_DOCUMENT EXCERPT_:
┌──

Another pro-DMCA paper which trivializes the Digital Millennium Copyright Act (DMCA)'s chilling effects on research has prompted a rebuttal comment from Ed Felten:
DMCA boosters can repeat the speech-was-not-chilled claim as often as they like, but it's still false. There are two big examples of the chill. First, WE ACTUALLY DID WITHDRAW THE PAPER FROM PUBLICATION at the Information Hiding Workshop. Second, ONE OF MY COLLEAGUES LOST HIS JOB BECAUSE OF THE PAPER. Sorry for yelling, but I'm sick of having this lie repeated.
At the time we filed our suit, the RIAA and SDMI had not withdrawn their threats -- they told the press that they had never objected to our paper (which was false) but they refused to tell us that they would not sue if we published the paper. And note that the RIAA and SDMI were not the only two parties that had threatened us. The other party, Verance, had done nothing to withdraw their threat. It was only after we filed our lawsuit that all of them promised definitively not to sue.

└──

_EXERCISE TASKS_:
1. In the post about the DMCA, which party other than the RIAA and SDMI had issued a threat?
2. Duplicate the part of the DMCA post starting at "Another pro-DMCA paper" and ending at "this lie repeated.".

_RECORDS SUPPLIED_:
┌──

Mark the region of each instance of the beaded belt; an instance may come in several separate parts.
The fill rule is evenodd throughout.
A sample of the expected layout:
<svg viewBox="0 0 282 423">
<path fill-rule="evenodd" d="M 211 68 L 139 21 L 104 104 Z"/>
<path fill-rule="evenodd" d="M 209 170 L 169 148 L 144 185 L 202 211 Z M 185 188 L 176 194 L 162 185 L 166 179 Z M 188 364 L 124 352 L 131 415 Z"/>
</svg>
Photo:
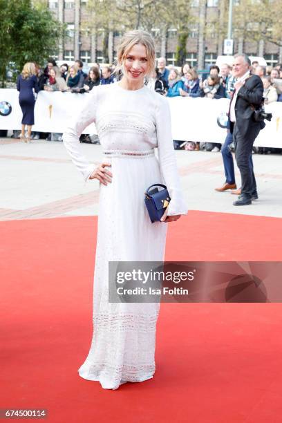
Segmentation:
<svg viewBox="0 0 282 423">
<path fill-rule="evenodd" d="M 130 157 L 140 158 L 155 156 L 153 149 L 145 150 L 144 151 L 130 151 L 129 150 L 104 150 L 103 154 L 108 157 Z"/>
</svg>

└──

_FINAL ANSWERS_:
1. Verance

2.
Another pro-DMCA paper which trivializes the Digital Millennium Copyright Act (DMCA)'s chilling effects on research has prompted a rebuttal comment from Ed Felten:
DMCA boosters can repeat the speech-was-not-chilled claim as often as they like, but it's still false. There are two big examples of the chill. First, WE ACTUALLY DID WITHDRAW THE PAPER FROM PUBLICATION at the Information Hiding Workshop. Second, ONE OF MY COLLEAGUES LOST HIS JOB BECAUSE OF THE PAPER. Sorry for yelling, but I'm sick of having this lie repeated.